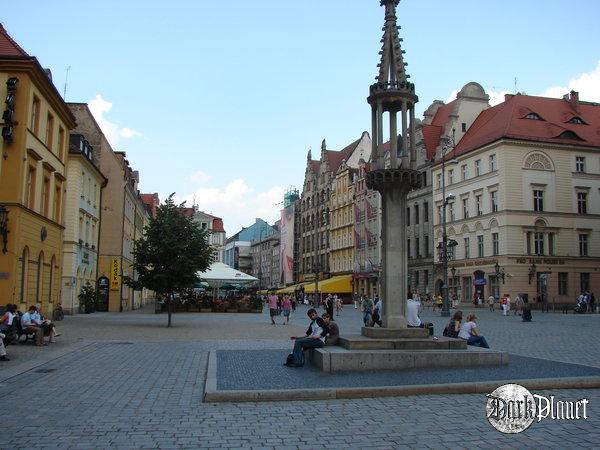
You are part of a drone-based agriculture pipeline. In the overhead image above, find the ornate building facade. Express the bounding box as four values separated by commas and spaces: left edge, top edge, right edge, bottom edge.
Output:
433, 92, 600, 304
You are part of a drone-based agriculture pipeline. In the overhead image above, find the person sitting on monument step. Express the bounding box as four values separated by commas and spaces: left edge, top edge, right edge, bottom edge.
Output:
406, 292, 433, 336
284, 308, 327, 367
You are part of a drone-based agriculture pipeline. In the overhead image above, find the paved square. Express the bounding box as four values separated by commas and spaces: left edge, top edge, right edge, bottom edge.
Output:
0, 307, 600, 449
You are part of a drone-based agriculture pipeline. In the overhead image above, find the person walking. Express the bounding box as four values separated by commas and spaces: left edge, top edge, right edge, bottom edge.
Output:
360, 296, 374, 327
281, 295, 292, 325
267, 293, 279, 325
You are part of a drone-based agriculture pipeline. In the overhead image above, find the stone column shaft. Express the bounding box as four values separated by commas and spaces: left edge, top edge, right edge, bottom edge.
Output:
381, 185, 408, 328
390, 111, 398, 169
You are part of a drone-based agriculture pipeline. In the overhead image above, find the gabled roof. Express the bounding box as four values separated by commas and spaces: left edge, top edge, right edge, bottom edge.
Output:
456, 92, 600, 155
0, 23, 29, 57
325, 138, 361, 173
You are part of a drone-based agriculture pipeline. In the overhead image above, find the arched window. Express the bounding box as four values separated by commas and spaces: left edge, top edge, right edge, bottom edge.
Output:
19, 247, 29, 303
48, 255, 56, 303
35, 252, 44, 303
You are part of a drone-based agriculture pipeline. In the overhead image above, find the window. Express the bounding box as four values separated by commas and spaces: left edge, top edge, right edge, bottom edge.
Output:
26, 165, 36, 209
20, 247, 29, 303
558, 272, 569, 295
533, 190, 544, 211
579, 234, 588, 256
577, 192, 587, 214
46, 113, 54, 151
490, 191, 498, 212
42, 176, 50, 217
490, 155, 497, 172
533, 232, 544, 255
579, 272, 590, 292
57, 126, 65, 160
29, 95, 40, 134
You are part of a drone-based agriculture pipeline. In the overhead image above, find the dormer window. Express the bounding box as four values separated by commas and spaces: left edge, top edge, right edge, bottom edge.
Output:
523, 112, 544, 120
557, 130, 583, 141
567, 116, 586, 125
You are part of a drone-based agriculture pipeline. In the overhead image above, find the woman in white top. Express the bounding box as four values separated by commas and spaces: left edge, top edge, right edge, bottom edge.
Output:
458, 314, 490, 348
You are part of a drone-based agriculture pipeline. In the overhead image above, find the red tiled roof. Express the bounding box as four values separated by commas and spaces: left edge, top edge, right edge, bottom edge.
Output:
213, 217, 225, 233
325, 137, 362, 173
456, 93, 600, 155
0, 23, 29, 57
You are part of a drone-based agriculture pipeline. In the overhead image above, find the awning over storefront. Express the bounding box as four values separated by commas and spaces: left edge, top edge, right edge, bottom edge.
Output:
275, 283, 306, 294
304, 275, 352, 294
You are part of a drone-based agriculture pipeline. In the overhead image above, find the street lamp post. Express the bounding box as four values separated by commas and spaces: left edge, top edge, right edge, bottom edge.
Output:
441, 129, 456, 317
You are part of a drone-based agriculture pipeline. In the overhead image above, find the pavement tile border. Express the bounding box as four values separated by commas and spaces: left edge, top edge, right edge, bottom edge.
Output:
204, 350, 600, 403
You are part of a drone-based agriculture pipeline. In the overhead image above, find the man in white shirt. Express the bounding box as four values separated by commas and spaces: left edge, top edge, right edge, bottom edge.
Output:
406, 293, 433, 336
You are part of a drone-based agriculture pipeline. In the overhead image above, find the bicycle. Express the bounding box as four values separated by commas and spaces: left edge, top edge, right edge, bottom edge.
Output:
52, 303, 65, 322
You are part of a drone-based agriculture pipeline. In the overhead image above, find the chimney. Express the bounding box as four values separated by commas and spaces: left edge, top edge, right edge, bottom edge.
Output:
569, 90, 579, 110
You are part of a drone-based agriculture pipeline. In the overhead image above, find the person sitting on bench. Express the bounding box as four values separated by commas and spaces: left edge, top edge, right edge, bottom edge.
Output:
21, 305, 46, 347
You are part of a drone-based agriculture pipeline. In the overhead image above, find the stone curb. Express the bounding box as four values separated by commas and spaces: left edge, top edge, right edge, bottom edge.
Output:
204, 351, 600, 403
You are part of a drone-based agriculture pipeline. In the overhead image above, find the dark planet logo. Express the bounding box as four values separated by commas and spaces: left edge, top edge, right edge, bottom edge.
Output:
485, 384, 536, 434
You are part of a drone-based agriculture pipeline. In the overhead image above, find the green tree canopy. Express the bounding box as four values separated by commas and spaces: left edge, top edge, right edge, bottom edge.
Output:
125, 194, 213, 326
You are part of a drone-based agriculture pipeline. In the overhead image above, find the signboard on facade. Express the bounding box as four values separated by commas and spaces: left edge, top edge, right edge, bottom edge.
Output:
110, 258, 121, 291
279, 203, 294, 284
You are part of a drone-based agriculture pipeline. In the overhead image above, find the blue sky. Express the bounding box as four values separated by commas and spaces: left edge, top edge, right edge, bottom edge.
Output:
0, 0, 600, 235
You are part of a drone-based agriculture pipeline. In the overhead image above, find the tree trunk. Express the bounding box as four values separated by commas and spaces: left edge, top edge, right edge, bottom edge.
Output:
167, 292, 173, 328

▶ [SET PROBLEM] Please render the whole listing above as a numbered list, one line per item and no blank lines. Leave the pictures out of your answer.

▶ [EXPECTED OUTPUT]
1. You are part of a drone-based agriculture pipeline. In the overhead image above, find the ornate building facade. Express the bounding box as four values separated by commas and spaces: left edge, top edge, right edge, bottom edge.
2. Output:
3. 433, 92, 600, 304
4. You are part of a drone-based agriculture pipeline. In the overhead image above, find the person sitting on monument step. Express the bounding box as four values separated by commas and spaces: left edge, top edge, right edge, bottom edge.
5. Output:
6. 406, 292, 433, 336
7. 284, 308, 327, 367
8. You are part of a drone-based agriculture pipeline. In the overhead image above, find the paved square. Express the bounding box as four values separated by commas and spaces: left edge, top edge, right edge, bottom edge.
9. Output:
10. 0, 307, 600, 449
11. You are part of a drone-based agriculture pipeline. In the overhead image above, find the person walking. Express the bounding box as four values separated by commas and spaces: left edge, top edge, right edge, bottom edge.
12. Output:
13. 360, 296, 374, 327
14. 281, 295, 292, 325
15. 267, 293, 279, 325
16. You are part of a drone-based agriculture pipeline. In the overhead image above, find the stone column shaft. Express the bounding box as four values separated by commas and spaces: left edge, top edge, right edge, bottom edge.
17. Output:
18. 381, 185, 408, 328
19. 390, 111, 398, 169
20. You are part of a drone-based agriculture pipeline. In the overhead image above, find the gabled roof. Express the bounding box as four values separated by commas and spaces: left edge, top edge, right edge, bottom edge.
21. Output:
22. 456, 92, 600, 155
23. 0, 23, 29, 57
24. 325, 138, 361, 173
25. You are part of a drone-based agriculture pipeline. In the overhead image above, find the arched window. Express the bounding box as four values separated by commas and spaces: left edge, top edge, right edge, bottom edge.
26. Output:
27. 19, 247, 29, 303
28. 48, 255, 56, 303
29. 35, 252, 44, 303
30. You are part of a drone-based agriculture pipeline. In the overhead image above, find the window. Express the bounding box as four values separated by commas and spaces: left edge, top edge, right edge, bottom edge.
31. Output:
32. 26, 165, 36, 209
33. 20, 247, 29, 303
34. 558, 272, 569, 295
35. 533, 190, 544, 211
36. 579, 234, 588, 256
37. 577, 192, 587, 214
38. 46, 113, 54, 151
39. 490, 191, 498, 212
40. 42, 176, 50, 217
41. 490, 155, 497, 172
42. 533, 232, 544, 255
43. 579, 272, 590, 292
44. 57, 126, 65, 160
45. 29, 95, 40, 134
46. You are part of a drone-based agriculture pipeline. In the overhead image above, find the dormer window. Express the bounding box as four values separated by commas and spaces: left edge, top edge, right edge, bottom edge.
47. Output:
48. 523, 112, 544, 120
49. 557, 130, 583, 141
50. 567, 116, 586, 125
51. You are part of a drone-based agriculture pipeline. In the overhead image above, find the woman in white top. Express the bounding box as four values separated by commas and spaces: left edge, top edge, right edge, bottom edge.
52. Output:
53. 458, 314, 490, 348
54. You are part of a drone-based agriculture pipeline. In the overhead image above, find the red tiled roof. Express the bounding box as four values separated by commas and spaces: left edge, top edge, right edge, bottom edge.
55. Output:
56. 213, 217, 225, 233
57. 325, 137, 362, 173
58. 456, 93, 600, 155
59. 0, 23, 29, 57
60. You are part of a drone-based agriculture pipeline. In the overhead image above, find the awning over storefront. Express the bounding box as four values separated by commas and spaces: left edge, top edge, right edge, bottom edge.
61. Output:
62. 275, 283, 306, 294
63. 304, 275, 352, 294
64. You are part of a drone-based agriculture pipeline. In the overhead image above, find the street lamp post. Express the bounding box as four values separated by commas and spaces: left edge, top edge, right edge, bottom edge.
65. Output:
66. 441, 129, 456, 317
67. You are part of a drone-based agriculture pipeline. In the overhead image above, find the pavement tile border. Express the bounding box as four values separated by commas and spaces: left edge, top edge, right edge, bottom edge.
68. Output:
69. 204, 350, 600, 403
70. You are part of a drone-based agriculture pipeline. In the overhead image above, find the man in white shirt. Express the bounding box as four values separated by commas and spaces: left edge, top edge, right edge, bottom edge.
71. Output:
72. 406, 293, 433, 336
73. You are part of a drone-based agriculture pipeline. In the overhead image above, find the bicycle. Express the bounding box as four values separated by commas and spaces: left edge, top edge, right edge, bottom edge.
74. Output:
75. 52, 303, 65, 322
76. You are part of a drone-based agriculture pipeline. In the overhead image above, find the chimney. Express the bounding box as four values separated by commas and spaces: left edge, top edge, right edge, bottom edge.
77. Output:
78. 569, 90, 579, 110
79. You are part of a drone-based agriculture pipeline. In the overhead image above, find the person sitting on bench. Express the bounding box as four values separated by commas and spaces: left edge, top edge, right edge, bottom edge.
80. Output:
81. 21, 305, 46, 347
82. You are part of a drone-based agriculture pipeline. In the overhead image above, find the stone curb. Express the bounding box as four values separated by commas and spaces: left edge, top edge, right edge, bottom edge.
83. Output:
84. 204, 351, 600, 403
85. You are part of a drone-based agriculture pipeline. In the overhead image above, find the dark planet logo. Express the bounding box as four values separated by commas and spaces: left edge, top edge, right edge, bottom edge.
86. Output:
87. 485, 384, 536, 434
88. You are part of a drone-based agriculture pipeline. In the overhead image above, find the green tree canopy. Express the bounding box as four values separated by commas and spaces: left edge, top edge, right edge, bottom edge.
89. Output:
90. 125, 194, 213, 326
91. You are part of a drone-based agriculture pipeline. In the overhead image above, find the signboard on facade. Express the bounding box as four values separated by commas and spaces: left edge, top edge, right edge, bottom edge.
92. Output:
93. 110, 258, 121, 291
94. 279, 203, 294, 284
95. You are part of a drone-based agriculture pipeline. In the overhead image above, find the blue sky. Express the bounding box as four values separated by commas and spaces: left edge, top edge, right edge, bottom edge.
96. Output:
97. 0, 0, 600, 235
98. You are part of a drone-based agriculture pipeline. In the overhead image above, find the tree trunk. Express the bounding box as four values separated by commas and spaces: left edge, top edge, right edge, bottom edge.
99. Output:
100. 167, 292, 173, 328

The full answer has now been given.